- _Extracted entries_:
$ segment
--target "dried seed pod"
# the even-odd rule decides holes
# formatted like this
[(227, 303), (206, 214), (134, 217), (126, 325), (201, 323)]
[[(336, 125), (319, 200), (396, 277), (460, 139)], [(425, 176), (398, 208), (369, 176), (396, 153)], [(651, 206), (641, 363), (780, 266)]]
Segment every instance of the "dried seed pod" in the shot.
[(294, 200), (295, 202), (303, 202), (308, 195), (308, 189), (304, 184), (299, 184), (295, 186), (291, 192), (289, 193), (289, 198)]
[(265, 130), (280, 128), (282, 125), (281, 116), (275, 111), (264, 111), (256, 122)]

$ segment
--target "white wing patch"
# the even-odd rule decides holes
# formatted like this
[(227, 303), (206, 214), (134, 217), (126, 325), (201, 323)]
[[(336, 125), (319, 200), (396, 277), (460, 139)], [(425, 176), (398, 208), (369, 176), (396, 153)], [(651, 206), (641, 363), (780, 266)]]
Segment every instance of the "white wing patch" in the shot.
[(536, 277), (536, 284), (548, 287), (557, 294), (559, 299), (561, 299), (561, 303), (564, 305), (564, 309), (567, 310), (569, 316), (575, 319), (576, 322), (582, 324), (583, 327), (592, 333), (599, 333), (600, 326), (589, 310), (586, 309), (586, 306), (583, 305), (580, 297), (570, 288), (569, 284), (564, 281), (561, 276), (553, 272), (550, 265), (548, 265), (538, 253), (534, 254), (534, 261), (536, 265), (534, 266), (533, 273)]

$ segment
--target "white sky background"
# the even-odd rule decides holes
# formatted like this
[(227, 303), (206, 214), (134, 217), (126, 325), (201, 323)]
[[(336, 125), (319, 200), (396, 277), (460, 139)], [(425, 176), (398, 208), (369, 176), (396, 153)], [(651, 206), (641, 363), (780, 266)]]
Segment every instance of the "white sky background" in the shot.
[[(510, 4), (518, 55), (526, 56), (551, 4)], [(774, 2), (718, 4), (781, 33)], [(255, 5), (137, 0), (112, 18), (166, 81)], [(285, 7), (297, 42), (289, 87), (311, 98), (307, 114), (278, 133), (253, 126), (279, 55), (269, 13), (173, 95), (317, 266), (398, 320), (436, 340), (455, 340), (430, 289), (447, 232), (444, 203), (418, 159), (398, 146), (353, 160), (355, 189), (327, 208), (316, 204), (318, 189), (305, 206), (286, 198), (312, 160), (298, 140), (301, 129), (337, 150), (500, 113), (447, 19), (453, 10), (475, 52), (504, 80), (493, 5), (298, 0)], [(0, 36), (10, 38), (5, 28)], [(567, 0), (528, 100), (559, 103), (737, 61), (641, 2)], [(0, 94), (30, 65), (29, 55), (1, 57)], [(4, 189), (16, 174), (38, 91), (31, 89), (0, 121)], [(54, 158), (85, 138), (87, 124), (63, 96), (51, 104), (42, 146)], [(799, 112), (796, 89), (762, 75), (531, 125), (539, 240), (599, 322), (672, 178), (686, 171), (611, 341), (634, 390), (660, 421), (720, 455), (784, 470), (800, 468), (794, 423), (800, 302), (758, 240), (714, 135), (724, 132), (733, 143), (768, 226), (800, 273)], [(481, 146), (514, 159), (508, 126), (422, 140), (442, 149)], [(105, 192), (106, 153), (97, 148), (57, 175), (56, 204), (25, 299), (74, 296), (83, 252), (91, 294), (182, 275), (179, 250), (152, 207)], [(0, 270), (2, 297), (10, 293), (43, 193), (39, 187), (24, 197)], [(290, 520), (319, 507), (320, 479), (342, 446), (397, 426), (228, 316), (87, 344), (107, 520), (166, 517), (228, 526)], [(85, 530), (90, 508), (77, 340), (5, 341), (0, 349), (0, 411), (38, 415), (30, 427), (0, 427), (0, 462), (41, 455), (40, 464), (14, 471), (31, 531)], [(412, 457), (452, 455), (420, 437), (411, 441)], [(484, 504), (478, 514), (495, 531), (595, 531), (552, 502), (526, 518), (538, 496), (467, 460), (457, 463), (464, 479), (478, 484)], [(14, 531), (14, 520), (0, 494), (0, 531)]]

- _Work item_: After reading the material above, repeat all of it exactly.

- _Solved exercise_:
$ segment
--target "dried seed pod"
# the even-odd rule decides holes
# formatted like this
[(227, 303), (206, 214), (134, 217), (126, 325), (201, 323)]
[[(336, 125), (319, 200), (396, 277), (460, 139)], [(425, 176), (398, 208), (369, 176), (396, 153)], [(651, 206), (641, 363), (780, 266)]]
Segment every instance of the "dried seed pod" in the shot.
[(294, 200), (295, 202), (303, 202), (308, 195), (308, 189), (304, 184), (299, 184), (295, 186), (291, 192), (289, 193), (289, 198)]
[(265, 130), (280, 128), (282, 125), (281, 116), (275, 111), (264, 111), (256, 122)]

$ segment
--target "white wing patch"
# the even-odd rule decides holes
# formatted like this
[(227, 303), (206, 214), (134, 217), (126, 325), (201, 323)]
[[(336, 125), (319, 200), (396, 277), (460, 139)], [(425, 176), (398, 208), (369, 176), (396, 153)], [(651, 206), (641, 363), (780, 266)]]
Segment every instance of the "white wing patch" in the shot.
[(536, 277), (536, 284), (548, 287), (557, 294), (559, 299), (561, 299), (561, 303), (564, 305), (564, 309), (567, 310), (569, 316), (575, 319), (576, 322), (582, 324), (583, 327), (592, 333), (599, 333), (600, 326), (589, 310), (586, 309), (586, 306), (583, 305), (580, 297), (570, 288), (569, 284), (564, 281), (561, 276), (553, 272), (550, 265), (548, 265), (538, 253), (534, 254), (534, 261), (536, 265), (534, 266), (533, 273)]

$ segment
--target "white sky background"
# the even-odd rule decides holes
# formatted like this
[(227, 303), (206, 214), (134, 217), (126, 325), (201, 323)]
[[(336, 125), (319, 200), (396, 277), (460, 139)], [(425, 176), (398, 208), (369, 176), (396, 153)], [(651, 206), (641, 363), (780, 266)]]
Segment every instance of the "white sky background" in the shot.
[[(510, 4), (518, 55), (526, 56), (551, 4)], [(774, 2), (718, 4), (781, 33)], [(255, 5), (137, 0), (112, 18), (166, 81)], [(285, 7), (297, 42), (289, 87), (311, 98), (307, 114), (278, 133), (253, 126), (279, 55), (269, 13), (173, 95), (317, 266), (398, 320), (436, 340), (455, 340), (430, 289), (447, 232), (444, 203), (418, 159), (398, 146), (353, 160), (355, 189), (327, 208), (316, 204), (318, 189), (305, 206), (286, 198), (312, 160), (298, 140), (301, 129), (337, 150), (500, 113), (447, 19), (453, 10), (475, 52), (504, 80), (493, 5), (298, 0)], [(0, 36), (10, 38), (5, 28)], [(567, 0), (528, 100), (559, 103), (737, 61), (641, 2)], [(0, 94), (30, 65), (29, 55), (1, 57)], [(4, 189), (16, 174), (38, 91), (31, 89), (0, 121)], [(54, 158), (85, 138), (87, 124), (63, 96), (51, 104), (42, 146)], [(799, 112), (796, 89), (762, 75), (531, 125), (539, 240), (599, 322), (672, 178), (686, 171), (611, 341), (634, 390), (660, 421), (720, 455), (784, 470), (800, 468), (794, 423), (800, 302), (758, 240), (714, 135), (724, 132), (733, 143), (768, 226), (800, 273)], [(481, 146), (514, 159), (508, 126), (422, 140), (442, 149)], [(105, 192), (106, 153), (97, 148), (57, 175), (56, 204), (25, 299), (74, 296), (83, 252), (91, 294), (182, 275), (179, 250), (152, 207)], [(0, 270), (2, 297), (10, 293), (43, 193), (39, 187), (24, 197)], [(290, 520), (319, 507), (320, 479), (342, 446), (397, 426), (228, 316), (87, 344), (107, 520), (166, 517), (228, 526)], [(85, 530), (90, 508), (77, 340), (5, 341), (0, 349), (0, 411), (38, 415), (30, 427), (0, 427), (0, 462), (41, 455), (40, 464), (14, 471), (31, 531)], [(412, 457), (452, 455), (420, 437), (411, 441)], [(484, 504), (478, 514), (495, 531), (595, 531), (552, 502), (526, 518), (538, 496), (467, 460), (457, 463), (464, 479), (478, 484)], [(14, 531), (14, 520), (0, 494), (0, 531)]]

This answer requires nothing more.